Problem to work on
Print exactly the lines from the one containing "written like [535,11]." through the last line of the listing, both included.

Source records
------------------------
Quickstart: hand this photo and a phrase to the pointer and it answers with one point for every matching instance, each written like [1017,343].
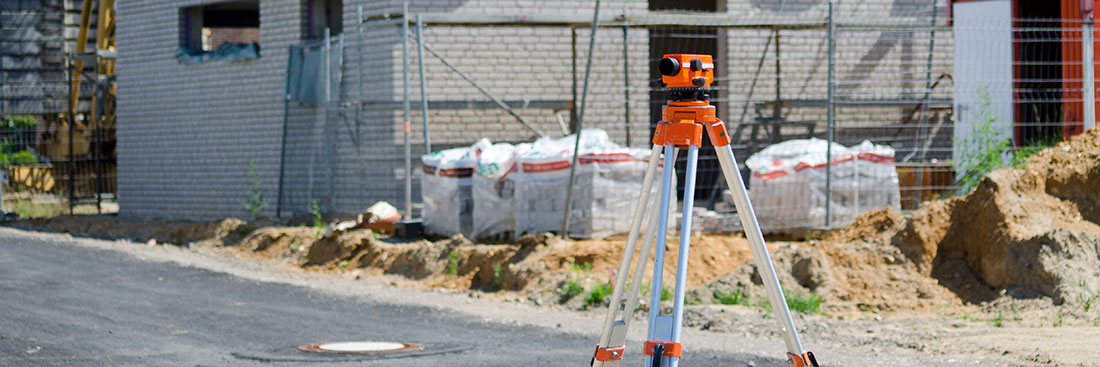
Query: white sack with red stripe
[446,189]
[788,187]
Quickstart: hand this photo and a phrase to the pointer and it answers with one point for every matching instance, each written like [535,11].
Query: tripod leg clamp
[805,359]
[671,348]
[613,353]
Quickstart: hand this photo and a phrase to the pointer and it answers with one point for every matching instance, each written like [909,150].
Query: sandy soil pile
[853,269]
[1029,232]
[536,263]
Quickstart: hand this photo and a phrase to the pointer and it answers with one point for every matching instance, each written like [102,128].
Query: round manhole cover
[358,347]
[353,351]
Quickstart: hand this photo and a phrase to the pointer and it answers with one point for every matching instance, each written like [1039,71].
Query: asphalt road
[63,304]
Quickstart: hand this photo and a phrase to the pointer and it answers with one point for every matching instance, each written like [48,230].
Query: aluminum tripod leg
------------------------
Correct output
Quickstart: hand this photo and a phrase to the pointer and it answers with one point for every matching instance, each written like [535,11].
Query: tripod leg clamp
[805,359]
[671,348]
[613,353]
Quickstart: hand this photo and a phrase to the pointer and it answers with one point for every matching instance, each written like [909,150].
Query: sandy soil pile
[853,269]
[1029,232]
[536,263]
Quickstart: hand this photo and a phrase to the pointer and it answers with one point for every matching instance, each written like [102,128].
Query: round manhole cover
[358,347]
[353,351]
Quickstart: hand this photo and a phrase to the pointer and it answers with one point for every matching instance, each written like [1039,71].
Query: asphalt road
[63,304]
Quickstart: hand this photo and a phrase to the pointer and it answers with one point for every matching instance, each written like [48,230].
Query: aluminum tripod leg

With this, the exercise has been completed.